▸ **Kutipan Teks**

Bahan baku bioetanol ini sangat beragam. Saat ini dengan adanya tebu, molases (tetes tebu), pemerintah sudah concern di situ
Jakarta (ANTARA) - Kementerian ESDM melalui Ditjen Energi Baru Terbarukan dan Konservasi Energi (EBTKE) terus mendorong percepatan implementasi bioetanol untuk bahan bakar menyusul bahan bakunya yang tersedia dan melimpah di dalam negeri.

Direktur Bioenergi Ditjen EBTKE Kementerian ESDM Edi Wibowo dalam Seminar Riset Peta Jalan Strategis untuk Percepatan Implementasi Bioetanol di Jakarta, Selasa, menjelaskan ada sejumlah peluang untuk mempercepat pemanfaatan sumber energi tersebut.

"Bahan baku bioetanol ini sangat beragam. Saat ini dengan adanya tebu, molases (tetes tebu), pemerintah sudah concern di situ. Bioetanol bisa juga dari sorgum. Beberapa pemda sudah mulai mencanangkan, ada beberapa FS (studi kelaikan), harganya cukup menarik dikembangkan," katanya.

(Entri pelabelan posisi objek)
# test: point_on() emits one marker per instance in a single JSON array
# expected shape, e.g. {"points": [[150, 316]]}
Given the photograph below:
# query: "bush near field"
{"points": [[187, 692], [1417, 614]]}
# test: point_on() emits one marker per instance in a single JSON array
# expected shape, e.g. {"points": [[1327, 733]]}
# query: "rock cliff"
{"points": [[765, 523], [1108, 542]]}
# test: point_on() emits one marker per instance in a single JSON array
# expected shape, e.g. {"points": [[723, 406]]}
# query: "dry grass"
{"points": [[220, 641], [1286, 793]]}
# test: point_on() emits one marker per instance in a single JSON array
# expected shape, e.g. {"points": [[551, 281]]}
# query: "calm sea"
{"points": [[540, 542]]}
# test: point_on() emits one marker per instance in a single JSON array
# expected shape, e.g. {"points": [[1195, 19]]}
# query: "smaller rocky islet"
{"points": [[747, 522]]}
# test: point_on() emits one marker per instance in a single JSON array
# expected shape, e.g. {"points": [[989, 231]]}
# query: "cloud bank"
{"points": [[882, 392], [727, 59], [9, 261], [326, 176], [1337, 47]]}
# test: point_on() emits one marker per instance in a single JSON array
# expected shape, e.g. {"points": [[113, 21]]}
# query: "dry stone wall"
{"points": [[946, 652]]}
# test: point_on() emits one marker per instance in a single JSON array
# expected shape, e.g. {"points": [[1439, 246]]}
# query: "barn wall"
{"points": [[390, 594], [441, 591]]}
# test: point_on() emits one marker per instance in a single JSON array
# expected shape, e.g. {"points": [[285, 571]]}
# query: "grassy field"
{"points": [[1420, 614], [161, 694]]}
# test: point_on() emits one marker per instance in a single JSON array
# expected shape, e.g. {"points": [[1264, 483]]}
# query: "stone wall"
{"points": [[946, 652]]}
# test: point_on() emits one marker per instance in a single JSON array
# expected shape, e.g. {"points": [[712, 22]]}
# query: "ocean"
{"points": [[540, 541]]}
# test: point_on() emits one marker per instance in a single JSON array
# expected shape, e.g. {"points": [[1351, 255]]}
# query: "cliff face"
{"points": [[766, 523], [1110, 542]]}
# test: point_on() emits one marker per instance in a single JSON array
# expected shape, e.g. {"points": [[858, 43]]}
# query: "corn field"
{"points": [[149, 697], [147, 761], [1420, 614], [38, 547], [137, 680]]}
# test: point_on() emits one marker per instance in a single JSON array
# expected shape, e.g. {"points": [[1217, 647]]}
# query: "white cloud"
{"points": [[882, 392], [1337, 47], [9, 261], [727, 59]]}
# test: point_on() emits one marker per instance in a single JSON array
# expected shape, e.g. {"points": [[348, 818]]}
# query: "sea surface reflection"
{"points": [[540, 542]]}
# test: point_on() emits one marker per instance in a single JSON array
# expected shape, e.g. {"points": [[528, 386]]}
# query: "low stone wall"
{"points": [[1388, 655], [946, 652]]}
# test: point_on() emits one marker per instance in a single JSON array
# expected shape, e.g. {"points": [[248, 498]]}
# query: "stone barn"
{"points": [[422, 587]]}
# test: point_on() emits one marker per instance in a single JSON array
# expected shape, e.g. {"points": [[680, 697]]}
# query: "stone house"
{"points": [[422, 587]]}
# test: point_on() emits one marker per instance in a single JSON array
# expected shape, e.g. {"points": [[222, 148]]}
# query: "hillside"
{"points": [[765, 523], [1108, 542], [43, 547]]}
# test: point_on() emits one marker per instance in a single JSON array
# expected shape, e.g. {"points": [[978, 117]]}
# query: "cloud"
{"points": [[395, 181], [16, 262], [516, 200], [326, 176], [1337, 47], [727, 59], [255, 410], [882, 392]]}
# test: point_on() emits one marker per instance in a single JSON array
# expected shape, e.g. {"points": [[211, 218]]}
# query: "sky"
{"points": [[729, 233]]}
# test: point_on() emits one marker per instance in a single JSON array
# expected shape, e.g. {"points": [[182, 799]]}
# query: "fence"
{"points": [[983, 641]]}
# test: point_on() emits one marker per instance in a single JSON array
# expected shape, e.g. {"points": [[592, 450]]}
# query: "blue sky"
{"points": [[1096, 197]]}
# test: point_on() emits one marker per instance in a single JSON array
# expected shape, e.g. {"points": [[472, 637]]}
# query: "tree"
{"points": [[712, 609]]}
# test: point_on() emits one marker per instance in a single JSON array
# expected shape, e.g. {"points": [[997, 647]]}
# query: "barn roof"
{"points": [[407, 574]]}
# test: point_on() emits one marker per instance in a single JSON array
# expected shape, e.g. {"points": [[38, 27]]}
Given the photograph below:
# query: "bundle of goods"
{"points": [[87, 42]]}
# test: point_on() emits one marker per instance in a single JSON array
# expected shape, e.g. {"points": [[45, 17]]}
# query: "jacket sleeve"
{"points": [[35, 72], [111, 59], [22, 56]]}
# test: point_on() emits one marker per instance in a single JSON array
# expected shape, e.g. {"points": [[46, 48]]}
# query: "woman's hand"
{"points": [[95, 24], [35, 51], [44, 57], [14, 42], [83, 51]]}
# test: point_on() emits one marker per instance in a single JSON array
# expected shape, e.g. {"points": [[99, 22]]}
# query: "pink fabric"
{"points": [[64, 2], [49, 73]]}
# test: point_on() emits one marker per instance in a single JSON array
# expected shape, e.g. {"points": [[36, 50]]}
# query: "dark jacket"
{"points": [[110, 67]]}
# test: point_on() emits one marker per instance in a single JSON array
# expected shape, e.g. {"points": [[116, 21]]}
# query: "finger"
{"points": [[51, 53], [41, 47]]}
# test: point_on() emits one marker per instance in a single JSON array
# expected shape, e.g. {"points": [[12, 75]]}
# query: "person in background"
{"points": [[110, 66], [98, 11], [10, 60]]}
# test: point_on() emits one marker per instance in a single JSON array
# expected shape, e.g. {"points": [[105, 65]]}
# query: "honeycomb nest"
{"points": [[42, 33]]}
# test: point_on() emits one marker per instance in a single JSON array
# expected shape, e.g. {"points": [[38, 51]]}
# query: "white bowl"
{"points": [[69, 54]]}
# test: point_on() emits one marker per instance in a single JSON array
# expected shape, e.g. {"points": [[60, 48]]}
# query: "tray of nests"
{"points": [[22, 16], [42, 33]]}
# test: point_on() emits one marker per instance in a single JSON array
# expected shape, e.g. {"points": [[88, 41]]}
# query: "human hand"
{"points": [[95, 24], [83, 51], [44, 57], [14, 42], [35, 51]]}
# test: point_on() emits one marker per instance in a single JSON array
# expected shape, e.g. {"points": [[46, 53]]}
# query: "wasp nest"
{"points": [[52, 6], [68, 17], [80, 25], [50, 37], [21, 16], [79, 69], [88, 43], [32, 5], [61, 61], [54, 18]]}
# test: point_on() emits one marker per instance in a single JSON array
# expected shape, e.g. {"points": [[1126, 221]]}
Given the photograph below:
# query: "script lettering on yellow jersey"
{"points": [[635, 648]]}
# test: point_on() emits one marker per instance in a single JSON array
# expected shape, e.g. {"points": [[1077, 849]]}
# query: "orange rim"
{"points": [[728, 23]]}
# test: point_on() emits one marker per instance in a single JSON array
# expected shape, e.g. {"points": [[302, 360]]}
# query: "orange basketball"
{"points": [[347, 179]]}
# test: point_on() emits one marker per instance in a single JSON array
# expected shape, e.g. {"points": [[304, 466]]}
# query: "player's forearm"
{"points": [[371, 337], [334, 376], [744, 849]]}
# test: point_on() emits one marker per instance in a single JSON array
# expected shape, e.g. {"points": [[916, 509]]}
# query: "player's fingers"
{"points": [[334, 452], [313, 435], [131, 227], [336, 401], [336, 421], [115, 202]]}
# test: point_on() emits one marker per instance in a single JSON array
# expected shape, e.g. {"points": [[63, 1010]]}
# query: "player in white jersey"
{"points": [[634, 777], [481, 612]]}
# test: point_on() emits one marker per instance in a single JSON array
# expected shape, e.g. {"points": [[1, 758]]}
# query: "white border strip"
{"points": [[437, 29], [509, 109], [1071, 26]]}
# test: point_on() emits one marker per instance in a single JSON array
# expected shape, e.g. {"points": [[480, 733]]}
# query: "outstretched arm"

▸ **Tugas dan Latihan**
a) Salin kembali bagian teks tentang bioetanol tanpa perubahan, mulai pada kata-kata yang memuat "Direktur Bioenergi Ditjen" dan berhenti setelah "sumber energi tersebut.".
b) Teruskan teks tentang bioetanol dengan bagian berikutnya, dimulai setelah kalimat terakhir yang tercantum.

▸ **Hasil**
a)
Direktur Bioenergi Ditjen EBTKE Kementerian ESDM Edi Wibowo dalam Seminar Riset Peta Jalan Strategis untuk Percepatan Implementasi Bioetanol di Jakarta, Selasa, menjelaskan ada sejumlah peluang untuk mempercepat pemanfaatan sumber energi tersebut.

b)
Selain itu bioetanol juga bisa dihasilkan dari batang pohon sawit tua karena masih mengandung nira (air gula) dan pati.

Bioetanol dibuat dengan teknik fermentasi biomassa seperti umbi-umbian, jagung atau tebu, dan dilanjutkan dengan destilasi. Jenis bioetanol ini dapat digunakan secara langsung maupun tidak langsung sebagai bahan bakar.

Baca juga: Erick: Indonesia harus bisa produksi bioetanol atasi importasi BBM

Edi menambahkan teknologi produksi bioetanol juga tergolong tidak terlalu susah dan cukup bisa diimplementasikan. "Keberterimaan publik dan kendaraan juga tidak jadi masalah. Toyota bahkan sudah memproduksi engine (mesin) yang bahkan sudah diekspor ke Brasil. Jadi mereka sudah fleksibel untuk penggunaan etanol," katanya.

Ia menyebut pengembangan bioetanol akan dapat mendukung ketahanan pangan dan energi. Dalam konteks gula, visi untuk mencapai swasembada gula juga akan berdampak pada penciptaan ketahanan energi karena tanaman tebu akan menghasilkan bioetanol yang bisa dimanfaatkan menjadi bahan bakar nabati.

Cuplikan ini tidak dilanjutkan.